KUTIPAN DOKUMEN:
____________________

Minggu, 21 Juni 2015

KOMUNITAS RELAWAN INDONESIA (MENATA DIRI)



Konon, Komunitas Relawan Indonesia (K.R.I) chapter Malang Raya, dalam menggerakkan organisasi yang baru seumur jagung itu, dengan jalan melakukan pertemuan-pertemuan terjadwal. Baik itu pertemuan antar pengurus maupun pertemuan untuk seluruh anggota. Merekapun juga melakukan sosialisasi organisasi kepada khalayak ramai dengan gayanya sendiri. Aktivitas terbaru adalah membersihkan sampah di tempat wisata Sumber Jenon, Tajinan, Kabupaten Malang.

Apa yang dilakukan oleh aktivitas K.R.I chapter Malang Raya itu jelas dalam rangka mengokohkan keberadaan organisasi sekaligus mempererat tali silaturahim antar anggota, sehingga nantinya akan muncul loyalitas, dan dedikasi sebagai anggota K.R.I yang tangguh dan trengginas dalam melaksanakan tugas-tugas kemanusiaan di bidang penanggulangan bencana yang berwawasan lingkungan.

____________________

TUJUAN A: Hitung baris dalam entri di bawah yang memuat kata "with". Tuliskan angkanya saja.

____________________

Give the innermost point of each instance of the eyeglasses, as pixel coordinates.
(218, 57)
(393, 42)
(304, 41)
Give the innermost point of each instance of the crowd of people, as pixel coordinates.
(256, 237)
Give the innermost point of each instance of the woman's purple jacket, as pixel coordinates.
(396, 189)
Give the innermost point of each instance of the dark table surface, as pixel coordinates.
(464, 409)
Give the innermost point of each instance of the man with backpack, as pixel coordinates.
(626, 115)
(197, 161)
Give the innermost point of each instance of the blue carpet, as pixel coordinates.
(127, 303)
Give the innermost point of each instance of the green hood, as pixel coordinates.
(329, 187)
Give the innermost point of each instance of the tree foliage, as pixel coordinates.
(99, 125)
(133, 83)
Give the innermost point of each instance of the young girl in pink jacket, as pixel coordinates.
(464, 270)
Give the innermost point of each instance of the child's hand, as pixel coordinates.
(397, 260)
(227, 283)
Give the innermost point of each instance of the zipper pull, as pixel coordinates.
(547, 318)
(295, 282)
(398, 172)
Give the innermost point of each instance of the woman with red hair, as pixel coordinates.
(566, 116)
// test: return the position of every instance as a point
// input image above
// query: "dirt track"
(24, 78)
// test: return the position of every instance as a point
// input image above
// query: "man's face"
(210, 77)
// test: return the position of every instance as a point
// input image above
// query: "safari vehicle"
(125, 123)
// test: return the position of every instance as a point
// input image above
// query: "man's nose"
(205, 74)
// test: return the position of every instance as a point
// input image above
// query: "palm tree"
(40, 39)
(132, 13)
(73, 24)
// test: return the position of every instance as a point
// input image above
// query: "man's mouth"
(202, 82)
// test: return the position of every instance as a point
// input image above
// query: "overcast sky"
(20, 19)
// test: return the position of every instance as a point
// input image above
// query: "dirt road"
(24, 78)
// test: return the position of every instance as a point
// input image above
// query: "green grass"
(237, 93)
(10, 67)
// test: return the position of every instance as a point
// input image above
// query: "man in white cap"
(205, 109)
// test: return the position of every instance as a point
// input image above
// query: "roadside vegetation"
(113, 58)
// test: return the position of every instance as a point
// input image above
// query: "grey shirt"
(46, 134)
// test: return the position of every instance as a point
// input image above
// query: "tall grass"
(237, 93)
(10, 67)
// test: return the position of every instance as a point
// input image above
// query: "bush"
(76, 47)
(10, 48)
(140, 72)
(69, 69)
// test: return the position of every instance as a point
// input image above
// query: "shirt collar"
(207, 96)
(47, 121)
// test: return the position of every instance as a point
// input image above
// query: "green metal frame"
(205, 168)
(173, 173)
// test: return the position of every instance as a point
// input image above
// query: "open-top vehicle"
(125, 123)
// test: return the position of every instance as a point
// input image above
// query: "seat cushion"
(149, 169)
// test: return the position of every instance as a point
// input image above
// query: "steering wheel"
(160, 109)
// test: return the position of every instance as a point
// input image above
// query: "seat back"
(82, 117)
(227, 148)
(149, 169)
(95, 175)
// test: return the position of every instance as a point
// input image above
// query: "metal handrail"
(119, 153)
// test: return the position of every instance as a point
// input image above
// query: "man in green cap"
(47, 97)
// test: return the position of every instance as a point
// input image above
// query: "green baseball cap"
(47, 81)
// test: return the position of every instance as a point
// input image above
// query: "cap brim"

____________________

TUJUAN B:
Jawab pertanyaan berikut berdasarkan tulisan tentang Komunitas Relawan Indonesia di atas.
(i) Dengan cara apa K.R.I chapter Malang Raya menggerakkan organisasinya?
(ii) Apa aktivitas terbaru K.R.I chapter Malang Raya, dan di mana kegiatan itu dilakukan?
(iii) Di bidang apa tugas-tugas kemanusiaan yang disebutkan dalam tulisan itu?

JAWABAN TUGAS A: 2

JAWABAN TUGAS B:
(i) K.R.I chapter Malang Raya menggerakkan organisasinya dengan melakukan pertemuan-pertemuan terjadwal, baik pertemuan antarpengurus maupun pertemuan untuk seluruh anggota.
(ii) Aktivitas terbarunya adalah membersihkan sampah di tempat wisata Sumber Jenon, Tajinan, Kabupaten Malang.
(iii) Tugas-tugas kemanusiaan itu berada di bidang penanggulangan bencana yang berwawasan lingkungan.